**WHAT TO WORK ON**
Please set down the records below word for word, leaving the pictures out.

**SUPPLIED RECORDS**
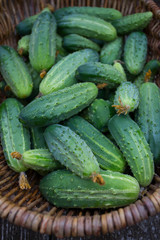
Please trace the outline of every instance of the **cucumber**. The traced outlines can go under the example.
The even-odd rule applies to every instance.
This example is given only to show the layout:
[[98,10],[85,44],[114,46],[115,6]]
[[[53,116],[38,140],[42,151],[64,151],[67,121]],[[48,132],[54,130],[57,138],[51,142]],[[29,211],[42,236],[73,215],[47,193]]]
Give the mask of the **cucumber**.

**RESULT FOR THIS EXERCISE**
Please trace the outline of every instance of the **cucumber**. The traced outlines can go under the example.
The even-odd rule applies to every instance.
This example is given only to show the layout:
[[98,10],[85,44],[114,46],[115,6]]
[[[53,116],[38,140],[42,151],[64,151],[67,121]],[[48,132],[54,130],[57,138],[51,142]],[[29,211],[42,236],[73,215],[47,193]]]
Give the mask of the **cucumber**.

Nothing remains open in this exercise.